Copy the records word for word, starting at the line that contains "Query: green tree" and continuing through the last line of the records.

◇ ◇ ◇ ◇

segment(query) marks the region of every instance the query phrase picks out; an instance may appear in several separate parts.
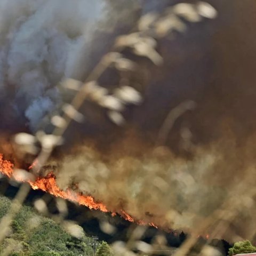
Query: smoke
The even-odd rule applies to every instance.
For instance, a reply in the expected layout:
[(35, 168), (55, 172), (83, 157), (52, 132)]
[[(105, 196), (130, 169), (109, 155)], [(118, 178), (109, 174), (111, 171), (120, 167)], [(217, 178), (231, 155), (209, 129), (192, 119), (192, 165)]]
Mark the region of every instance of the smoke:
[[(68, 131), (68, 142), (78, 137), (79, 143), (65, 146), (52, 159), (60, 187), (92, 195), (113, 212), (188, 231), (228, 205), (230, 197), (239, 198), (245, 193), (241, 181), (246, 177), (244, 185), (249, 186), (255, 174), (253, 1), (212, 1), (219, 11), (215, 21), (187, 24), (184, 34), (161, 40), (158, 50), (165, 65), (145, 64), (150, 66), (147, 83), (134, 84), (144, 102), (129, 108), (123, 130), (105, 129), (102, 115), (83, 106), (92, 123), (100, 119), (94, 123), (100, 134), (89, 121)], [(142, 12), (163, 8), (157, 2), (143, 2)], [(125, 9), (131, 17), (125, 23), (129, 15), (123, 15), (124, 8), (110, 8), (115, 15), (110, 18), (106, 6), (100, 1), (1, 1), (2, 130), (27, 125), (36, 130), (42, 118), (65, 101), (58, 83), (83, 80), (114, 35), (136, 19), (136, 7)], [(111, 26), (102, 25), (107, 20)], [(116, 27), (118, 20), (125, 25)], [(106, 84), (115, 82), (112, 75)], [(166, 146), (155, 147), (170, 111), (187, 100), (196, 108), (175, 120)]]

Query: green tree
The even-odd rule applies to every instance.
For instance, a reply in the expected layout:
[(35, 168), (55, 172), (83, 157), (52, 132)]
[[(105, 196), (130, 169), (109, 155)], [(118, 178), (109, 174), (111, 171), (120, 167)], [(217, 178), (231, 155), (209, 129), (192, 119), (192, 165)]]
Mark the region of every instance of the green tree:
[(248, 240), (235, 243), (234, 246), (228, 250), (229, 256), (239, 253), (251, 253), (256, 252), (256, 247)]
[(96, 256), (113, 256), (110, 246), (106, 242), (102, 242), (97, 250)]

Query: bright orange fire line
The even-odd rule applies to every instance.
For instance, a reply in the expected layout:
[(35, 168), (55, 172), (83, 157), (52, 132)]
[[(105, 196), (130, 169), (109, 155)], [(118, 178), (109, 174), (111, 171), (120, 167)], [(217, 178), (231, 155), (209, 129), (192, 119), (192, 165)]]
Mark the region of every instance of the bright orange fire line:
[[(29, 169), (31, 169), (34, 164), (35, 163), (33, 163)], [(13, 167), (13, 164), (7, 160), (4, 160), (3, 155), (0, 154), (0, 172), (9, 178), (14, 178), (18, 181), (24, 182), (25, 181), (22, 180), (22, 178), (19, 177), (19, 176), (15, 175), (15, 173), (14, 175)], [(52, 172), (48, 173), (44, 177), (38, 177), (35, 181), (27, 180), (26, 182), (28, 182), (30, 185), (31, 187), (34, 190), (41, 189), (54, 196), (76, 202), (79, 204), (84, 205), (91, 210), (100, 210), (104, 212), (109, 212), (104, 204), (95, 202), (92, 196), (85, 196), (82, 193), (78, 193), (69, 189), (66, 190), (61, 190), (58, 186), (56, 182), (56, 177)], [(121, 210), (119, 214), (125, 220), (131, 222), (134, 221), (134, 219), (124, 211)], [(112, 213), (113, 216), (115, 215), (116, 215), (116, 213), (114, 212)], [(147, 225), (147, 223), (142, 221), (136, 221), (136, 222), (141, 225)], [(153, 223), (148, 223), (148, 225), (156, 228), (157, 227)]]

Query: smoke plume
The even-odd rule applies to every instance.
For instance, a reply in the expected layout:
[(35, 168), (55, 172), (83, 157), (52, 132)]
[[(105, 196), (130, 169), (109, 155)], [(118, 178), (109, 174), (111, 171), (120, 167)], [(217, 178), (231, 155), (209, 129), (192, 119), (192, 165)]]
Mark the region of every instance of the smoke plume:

◇ ◇ ◇ ◇

→ **Full answer**:
Query: green tree
The even-odd rule applies to every instance.
For instance, a reply in the expected layout:
[(35, 168), (55, 172), (83, 157), (52, 132)]
[[(105, 196), (130, 169), (109, 155)], [(118, 178), (109, 174), (111, 171), (120, 167)], [(217, 178), (231, 155), (209, 129), (192, 119), (192, 165)]]
Mark the region of every instance of the green tree:
[(248, 240), (235, 243), (234, 246), (228, 250), (229, 256), (239, 253), (251, 253), (256, 252), (256, 247)]
[(96, 256), (113, 256), (110, 246), (106, 242), (102, 242), (97, 250)]

Query: bright orange fire line
The even-odd rule applies to every instance.
For instance, a reply in the expected layout:
[(35, 168), (55, 172), (83, 157), (52, 132)]
[[(105, 196), (130, 169), (109, 155)], [(118, 178), (109, 174), (111, 171), (120, 167)], [(217, 178), (231, 155), (209, 129), (192, 119), (192, 165)]]
Mark the region of every instance of the bright orange fire line:
[[(29, 169), (31, 169), (34, 164), (35, 163), (33, 163)], [(13, 167), (13, 164), (7, 160), (4, 160), (3, 155), (0, 154), (0, 172), (9, 178), (14, 178), (18, 181), (24, 182), (25, 181), (22, 180), (22, 178), (19, 177), (19, 176), (15, 175), (15, 173), (14, 175)], [(52, 172), (48, 173), (44, 177), (38, 177), (35, 181), (27, 180), (26, 182), (28, 182), (30, 185), (31, 187), (34, 190), (41, 189), (54, 196), (76, 202), (79, 204), (84, 205), (91, 210), (100, 210), (104, 212), (109, 212), (104, 204), (95, 202), (92, 196), (85, 196), (82, 193), (78, 193), (69, 189), (66, 190), (61, 190), (58, 186), (56, 182), (56, 177)], [(121, 210), (119, 214), (125, 220), (131, 222), (134, 221), (134, 219), (124, 211)], [(112, 213), (113, 216), (115, 215), (116, 215), (116, 213), (114, 212)], [(147, 225), (147, 223), (142, 221), (136, 221), (136, 222), (141, 225)], [(153, 223), (148, 223), (148, 225), (156, 228), (157, 227)]]

Query: smoke plume
The even-odd rule applies to every instance.
For instance, a reply in the expected layout:
[(35, 168), (55, 172), (83, 157), (52, 132)]
[[(105, 196), (130, 169), (109, 155)], [(118, 178), (109, 174), (111, 171), (120, 167)], [(217, 178), (231, 155), (209, 129), (192, 119), (192, 165)]]
Mark the region of every instance of the smoke plume:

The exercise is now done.